Wonderlijke Ontmoetingen (1)
Auteur: ds. W. Pieters
Gods plan met mijn leven
Isobel Miller had het als onderwijzeres niet naar haar zin. Toen ze op een dag bij een vriendin te eten was, vertelde deze haar dat een beroemd `schedelonderzoeker' in de stad was, die Isobel kon onderzoeken om haar meer te vertellen over haar karakter en persoonlijke aanleg.
Dit leek haar zeer interessant. Maar ze durfde niet te gaan zonder dit eerst te vragen aan mevrouw Whipple, een godvrezende dame, bij wie ze gelogeerd was. Isobel vreesde echter dat die het haar wel zou afraden.
Mevrouw Whipple was echter zeer verstandig en drong Isobel niet haar eigen mening op. Ze zei: 'God heeft een plan voor jouw leven. De Bijbel zegt dat God ons geschapen heeft om voor Hem te leven. Daarom is het heel belangrijk, dat je aan de Heere vraagt, wat Hij met jou wil.'
Dit vond Isobel heel ontroerend. Ze had altijd gedacht dat God ver weg was en dat je Hem wel te hulp kon roepen als je in nood zat; maar dat Hij met haar een plan had, was nog nooit in haar opgekomen.

_ _ _ _

→ **Opdracht**: Schrijf het verhaal hierboven over Isobel Miller en Gods plan met haar leven verder, aansluitend op de laatste zin.

→ **Aangeleverd materiaal**:
_ _ _ _

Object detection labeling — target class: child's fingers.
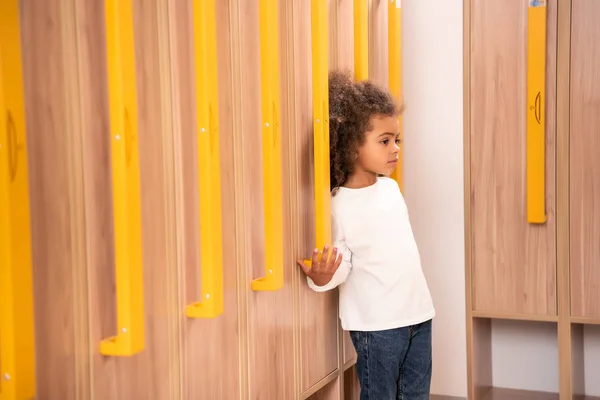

_ _ _ _

→ **Uitvoer**:
Mevrouw Whipple nam haar Bijbel en hield die voor haar en zei: 'Isobel, ik heb Zijn wil altijd gevonden door middel van Zijn Woord. Zijn plan met ons zal altijd in overeenstemming zijn met de Schrift.'
Toen werd zij weggeroepen voor de telefoon.
Isobel vroeg zich af, wat de Bijbel over schedelkunde zou zeggen. Ze opende de Bijbel en zat ondertussen te peinzen. Toen viel haar oog op de tekst, waar haar vinger `toevallig' bij rustte: Hou u ver van een valse zaak. Ze schrijft: 'Het was of een stem tot mij gesproken had en ik was verrast door het directe antwoord op een vraag die ik niet eens hardop gesteld had. Een grote spanning was van mij afgevallen. Toen mevrouw Whipple weer binnen kwam, was ik in tranen uitgebarsten en snikte hevig: het leed van mijn ziel die reeds anderhalf jaar naar God zocht, had een hoogtepunt bereikt en ik snikte door, tot ik uitgeput was!'
Dat ben ik!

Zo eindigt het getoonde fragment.